DATA PROVIDED:

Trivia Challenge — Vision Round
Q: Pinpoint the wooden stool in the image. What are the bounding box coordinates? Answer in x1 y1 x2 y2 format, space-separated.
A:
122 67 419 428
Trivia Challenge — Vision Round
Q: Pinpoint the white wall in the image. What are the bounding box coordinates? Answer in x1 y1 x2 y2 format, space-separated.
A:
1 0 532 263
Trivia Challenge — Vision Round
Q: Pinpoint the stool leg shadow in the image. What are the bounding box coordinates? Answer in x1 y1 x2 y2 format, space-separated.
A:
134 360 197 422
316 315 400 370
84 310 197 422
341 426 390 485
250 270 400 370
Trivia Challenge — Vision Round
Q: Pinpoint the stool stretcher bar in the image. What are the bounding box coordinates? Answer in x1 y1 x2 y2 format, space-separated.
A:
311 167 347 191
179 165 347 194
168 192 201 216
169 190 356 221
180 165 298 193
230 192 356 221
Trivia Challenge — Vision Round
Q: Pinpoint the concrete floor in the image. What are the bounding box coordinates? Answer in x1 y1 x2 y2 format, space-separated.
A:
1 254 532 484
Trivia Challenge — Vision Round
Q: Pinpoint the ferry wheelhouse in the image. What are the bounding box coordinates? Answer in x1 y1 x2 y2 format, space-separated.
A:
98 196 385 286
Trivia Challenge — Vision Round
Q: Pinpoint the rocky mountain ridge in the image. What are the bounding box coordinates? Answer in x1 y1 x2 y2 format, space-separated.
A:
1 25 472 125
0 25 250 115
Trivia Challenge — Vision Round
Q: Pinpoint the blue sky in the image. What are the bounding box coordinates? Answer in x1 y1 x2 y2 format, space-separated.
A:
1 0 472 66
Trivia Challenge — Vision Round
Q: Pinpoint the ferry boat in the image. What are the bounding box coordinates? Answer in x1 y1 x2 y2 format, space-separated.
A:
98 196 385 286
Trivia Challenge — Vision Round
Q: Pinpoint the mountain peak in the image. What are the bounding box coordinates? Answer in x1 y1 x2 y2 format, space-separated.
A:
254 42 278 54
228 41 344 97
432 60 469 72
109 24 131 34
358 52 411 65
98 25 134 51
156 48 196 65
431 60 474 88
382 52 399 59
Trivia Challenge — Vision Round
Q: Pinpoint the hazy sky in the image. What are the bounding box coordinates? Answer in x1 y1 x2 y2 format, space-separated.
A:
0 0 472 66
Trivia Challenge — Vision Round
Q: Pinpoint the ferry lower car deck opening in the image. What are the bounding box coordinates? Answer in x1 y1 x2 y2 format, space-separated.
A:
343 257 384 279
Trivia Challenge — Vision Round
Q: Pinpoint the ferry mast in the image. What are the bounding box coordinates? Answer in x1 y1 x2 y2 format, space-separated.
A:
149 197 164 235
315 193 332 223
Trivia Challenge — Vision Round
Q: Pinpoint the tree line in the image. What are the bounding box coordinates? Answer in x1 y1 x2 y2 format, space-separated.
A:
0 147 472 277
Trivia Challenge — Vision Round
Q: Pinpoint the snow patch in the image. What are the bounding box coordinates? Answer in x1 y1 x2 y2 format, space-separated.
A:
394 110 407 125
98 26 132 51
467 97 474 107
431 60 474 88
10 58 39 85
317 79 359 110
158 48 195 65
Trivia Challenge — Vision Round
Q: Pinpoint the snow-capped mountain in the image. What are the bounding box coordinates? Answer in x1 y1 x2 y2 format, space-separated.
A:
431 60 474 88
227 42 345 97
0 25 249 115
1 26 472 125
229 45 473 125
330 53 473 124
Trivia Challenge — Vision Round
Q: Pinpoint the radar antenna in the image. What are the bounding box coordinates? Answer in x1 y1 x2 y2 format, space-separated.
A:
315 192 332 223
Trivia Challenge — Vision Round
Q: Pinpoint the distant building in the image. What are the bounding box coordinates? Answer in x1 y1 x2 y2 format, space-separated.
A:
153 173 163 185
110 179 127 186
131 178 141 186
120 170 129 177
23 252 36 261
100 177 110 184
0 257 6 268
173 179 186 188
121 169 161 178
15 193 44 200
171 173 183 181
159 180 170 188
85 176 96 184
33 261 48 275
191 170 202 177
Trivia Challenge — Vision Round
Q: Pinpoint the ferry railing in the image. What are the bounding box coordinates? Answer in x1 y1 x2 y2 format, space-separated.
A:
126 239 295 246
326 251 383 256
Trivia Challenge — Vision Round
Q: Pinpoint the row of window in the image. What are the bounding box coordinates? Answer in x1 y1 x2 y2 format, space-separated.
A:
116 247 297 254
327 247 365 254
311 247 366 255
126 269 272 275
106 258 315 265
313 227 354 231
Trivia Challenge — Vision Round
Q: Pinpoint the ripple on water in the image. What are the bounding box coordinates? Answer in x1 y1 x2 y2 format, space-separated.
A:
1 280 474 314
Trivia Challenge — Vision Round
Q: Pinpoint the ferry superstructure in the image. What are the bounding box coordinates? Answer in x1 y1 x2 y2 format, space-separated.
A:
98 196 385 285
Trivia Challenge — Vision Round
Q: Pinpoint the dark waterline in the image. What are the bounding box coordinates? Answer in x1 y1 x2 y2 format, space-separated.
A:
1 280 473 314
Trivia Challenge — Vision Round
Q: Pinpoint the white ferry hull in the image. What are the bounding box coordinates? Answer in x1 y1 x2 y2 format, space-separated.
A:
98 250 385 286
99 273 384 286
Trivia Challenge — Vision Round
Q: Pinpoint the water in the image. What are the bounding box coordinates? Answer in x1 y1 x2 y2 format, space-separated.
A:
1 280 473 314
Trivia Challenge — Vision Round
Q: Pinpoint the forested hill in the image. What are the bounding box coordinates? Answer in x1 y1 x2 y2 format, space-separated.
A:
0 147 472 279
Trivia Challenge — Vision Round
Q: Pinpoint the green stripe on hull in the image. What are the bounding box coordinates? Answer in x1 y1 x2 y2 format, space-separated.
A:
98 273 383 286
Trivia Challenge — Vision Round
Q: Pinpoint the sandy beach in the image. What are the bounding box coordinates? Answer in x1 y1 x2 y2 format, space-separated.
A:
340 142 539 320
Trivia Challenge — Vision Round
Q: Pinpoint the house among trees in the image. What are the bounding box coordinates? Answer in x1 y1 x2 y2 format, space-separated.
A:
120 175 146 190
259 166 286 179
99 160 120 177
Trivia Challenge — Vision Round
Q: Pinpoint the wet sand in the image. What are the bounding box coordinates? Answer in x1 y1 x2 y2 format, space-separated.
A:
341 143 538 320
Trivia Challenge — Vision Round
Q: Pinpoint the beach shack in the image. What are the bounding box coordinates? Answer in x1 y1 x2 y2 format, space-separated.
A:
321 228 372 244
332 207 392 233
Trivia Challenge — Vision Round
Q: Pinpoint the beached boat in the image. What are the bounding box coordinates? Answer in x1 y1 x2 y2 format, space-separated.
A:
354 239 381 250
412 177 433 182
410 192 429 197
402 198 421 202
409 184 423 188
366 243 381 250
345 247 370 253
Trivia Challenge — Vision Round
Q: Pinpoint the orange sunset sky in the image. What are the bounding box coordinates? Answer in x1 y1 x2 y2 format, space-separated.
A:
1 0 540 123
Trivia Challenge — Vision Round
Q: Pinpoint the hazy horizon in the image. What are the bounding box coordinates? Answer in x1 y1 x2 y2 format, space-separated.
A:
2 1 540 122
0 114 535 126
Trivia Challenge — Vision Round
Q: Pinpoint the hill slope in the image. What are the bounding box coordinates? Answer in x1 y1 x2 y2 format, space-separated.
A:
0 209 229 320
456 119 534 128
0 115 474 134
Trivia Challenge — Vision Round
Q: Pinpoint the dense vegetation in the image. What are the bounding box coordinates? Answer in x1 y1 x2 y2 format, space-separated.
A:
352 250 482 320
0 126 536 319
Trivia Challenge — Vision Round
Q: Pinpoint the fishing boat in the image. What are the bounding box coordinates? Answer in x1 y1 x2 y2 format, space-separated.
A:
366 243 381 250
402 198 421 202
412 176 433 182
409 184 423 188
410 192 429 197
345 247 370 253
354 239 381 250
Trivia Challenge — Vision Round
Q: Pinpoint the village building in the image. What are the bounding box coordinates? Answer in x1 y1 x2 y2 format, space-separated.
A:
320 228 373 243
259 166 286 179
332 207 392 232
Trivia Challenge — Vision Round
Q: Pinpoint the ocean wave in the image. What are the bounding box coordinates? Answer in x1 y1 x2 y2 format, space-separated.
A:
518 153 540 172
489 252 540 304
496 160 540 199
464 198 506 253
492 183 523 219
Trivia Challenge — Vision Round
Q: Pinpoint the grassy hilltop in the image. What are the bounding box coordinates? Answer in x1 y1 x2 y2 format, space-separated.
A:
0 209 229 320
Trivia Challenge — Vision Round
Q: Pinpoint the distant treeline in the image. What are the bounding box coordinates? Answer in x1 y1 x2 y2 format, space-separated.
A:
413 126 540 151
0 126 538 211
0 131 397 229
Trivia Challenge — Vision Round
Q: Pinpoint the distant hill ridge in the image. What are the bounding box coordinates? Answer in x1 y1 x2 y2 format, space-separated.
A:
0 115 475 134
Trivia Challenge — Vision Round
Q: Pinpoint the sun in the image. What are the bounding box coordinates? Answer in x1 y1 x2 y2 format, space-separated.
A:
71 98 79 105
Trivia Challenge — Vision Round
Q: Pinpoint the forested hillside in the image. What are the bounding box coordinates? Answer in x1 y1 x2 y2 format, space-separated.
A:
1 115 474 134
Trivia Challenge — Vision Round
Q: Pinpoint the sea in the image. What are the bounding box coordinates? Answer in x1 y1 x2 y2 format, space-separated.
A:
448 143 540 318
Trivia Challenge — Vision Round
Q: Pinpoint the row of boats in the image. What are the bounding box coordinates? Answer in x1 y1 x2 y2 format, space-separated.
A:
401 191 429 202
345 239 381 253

PROBLEM:
What the answer needs is every line from the data above with "ridge" in it.

ANSWER SECTION:
Q: Pinpoint the rocky mountain ridge in the image. What are the bounding box coordinates? Answer in x1 y1 x2 y2 format, space-separated.
Q: Pinpoint the distant hill ridge in the image. What are the bounding box coordinates? Answer in x1 y1 x2 y2 format, space-separated.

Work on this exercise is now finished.